Texte fourni:

========================

Ce livre choral s’inscrit dans le débat sur l’accompagnement en fin de vie. Emmanuel Macron a annoncé un projet de loi incluant le développement des soins d’accompagnement et l’aide à mourir. Il était important pour moi de donner la parole à de nombreuses personnes engagées, en France et à l’étranger, sur ce chemin de l’accompagnement jusqu’à, ce que j’appelle, un soin ultime. Ce livre est un manifeste pour une nouvelle loi en France.
Qui est Jonathan Denis ?
J’ai 40 ans et je suis le président bénévole de l’Association pour le Droit de Mourir dans la Dignité (ADMD) depuis fin 2021 après en avoir été son secrétaire général pendant 3 ans.
L’ADMD est une association fondée en 1980. J’ai rejoint ce combat après avoir accompagné mon père dans le cadre d’une euthanasie clandestine en France en 2008 alors qu’il était atteint d’un cancer généralisé et qu’il avait décidé quand il souhaitait partir face aux souffrances insupportables de la maladie.
Peut-on véritablement définir ce qu’est la dignité dans le contexte de la mort, ou est-ce une notion subjective et évanescente ?
Je ne dis pas que l’accompagnement dans le cadre d’une aide à mourir est LA façon digne de mourir. Je ne juge pas la dignité de chacun. Mais force est de constater qu’encore aujourd’hui, en France, vous avez des personnes qui meurent sans être entendues dans ce qu’elles définissent être LEUR dignité. Le droit de mourir dans la dignité c’est le droit d’être écouté, accompagné et respecté dans sa parole jusqu’au bout, quel que soit son choix.
Qu’est-ce que les directives anticipées et comment sont-elles mises en pratique dans la vie quotidienne de manière concrète?
Les directives anticipées existent depuis 2005. Elles permettent de dire ce que vous souhaitez ou ne souhaitez pas dans le cadre de l’accompagnement en fin de vie si vous n’êtes plus en état de vous exprimer. Il est important également de désigner au moins une personne de confiance qui pourra vous représenter et faire valoir vos directives anticipées.
La loi de 2016 a renforcé la validité des directives en supprimant le fait de devoir les refaire tous les 3 ans. Pour autant, un collège médical peut encore rejeter vos directives si elles sont jugées non conformes à votre situation médicale. Pourtant, c’est bien à la personne dans le lit de décider et non à celles qui sont autour.

========================

Données à examiner:
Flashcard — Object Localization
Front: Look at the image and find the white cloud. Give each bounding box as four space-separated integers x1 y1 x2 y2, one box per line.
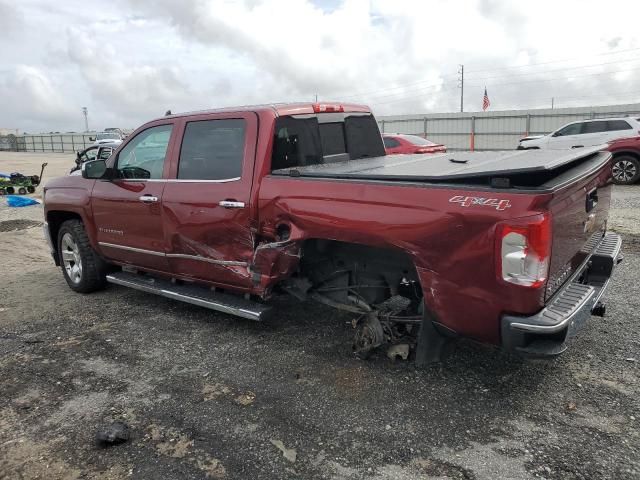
0 0 640 130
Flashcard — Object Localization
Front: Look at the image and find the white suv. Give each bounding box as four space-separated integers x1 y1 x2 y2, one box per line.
518 117 640 150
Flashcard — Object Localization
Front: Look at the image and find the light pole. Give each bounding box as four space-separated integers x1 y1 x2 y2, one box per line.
82 107 89 132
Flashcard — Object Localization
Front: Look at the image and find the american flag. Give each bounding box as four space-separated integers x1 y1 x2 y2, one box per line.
482 87 491 110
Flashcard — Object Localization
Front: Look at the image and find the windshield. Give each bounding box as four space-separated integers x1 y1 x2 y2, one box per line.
96 132 120 140
402 135 436 146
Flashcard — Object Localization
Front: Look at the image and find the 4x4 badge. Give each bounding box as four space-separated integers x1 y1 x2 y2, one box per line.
449 195 511 211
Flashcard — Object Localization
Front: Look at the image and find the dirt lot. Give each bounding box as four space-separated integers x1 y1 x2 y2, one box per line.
0 154 640 480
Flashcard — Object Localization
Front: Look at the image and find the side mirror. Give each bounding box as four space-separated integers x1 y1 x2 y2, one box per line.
82 160 107 180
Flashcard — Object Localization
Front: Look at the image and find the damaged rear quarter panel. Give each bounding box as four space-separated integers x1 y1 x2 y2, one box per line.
257 176 546 343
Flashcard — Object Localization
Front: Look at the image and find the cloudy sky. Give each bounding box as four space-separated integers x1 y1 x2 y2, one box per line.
0 0 640 132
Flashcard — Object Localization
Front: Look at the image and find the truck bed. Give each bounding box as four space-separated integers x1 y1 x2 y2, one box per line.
272 146 603 181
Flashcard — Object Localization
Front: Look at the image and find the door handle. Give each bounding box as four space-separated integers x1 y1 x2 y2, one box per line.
218 200 244 208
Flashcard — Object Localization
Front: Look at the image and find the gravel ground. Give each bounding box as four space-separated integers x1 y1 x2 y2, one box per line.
0 158 640 480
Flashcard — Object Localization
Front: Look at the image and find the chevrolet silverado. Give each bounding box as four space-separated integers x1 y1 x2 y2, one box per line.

========================

Liste des activités:
**1.** D'après l'entretien sur la fin de vie, en quelle année l'ADMD a-t-elle été fondée ?
**2.** Prolongez l'entretien sur la fin de vie à partir de sa dernière phrase.

Résultats des tâches:
**1.** En 1980.

**2.**
Selon vous, pourquoi la France rencontre-t-elle des difficultés à statuer sur la question de la fin de vie assistée, malgré un soutien majoritaire de la population ?
Depuis 40 ans, toutes les enquêtes montrent que les Français souhaitent voir ouvert le champ des possibles dans l’accompagnement en fin de vie, c’est-à-dire à la fois des soins palliatifs partout et pour tous et la légalisation encadrée de l’euthanasie et du suicide assisté.
Nous sommes, aujourd’hui, entourés de pays qui ont avancé sur le sujet et parfois depuis plus de 20 ans. Pour autant, la France n’a jamais su se doter d’une loi complète en ce sens et cela est dû à la fois à un manque de courage de nos dirigeants politiques, à un poids important donné aux représentants religieux et à quelques mandarins médicaux.
Il est temps de regarder les choses en face et de répondre à cette attente de la société.
Parlez-nous de l’ADMD. En quoi le rôle des associations comme l’ADMD est-il crucial dans le débat sur la fin de vie assistée ?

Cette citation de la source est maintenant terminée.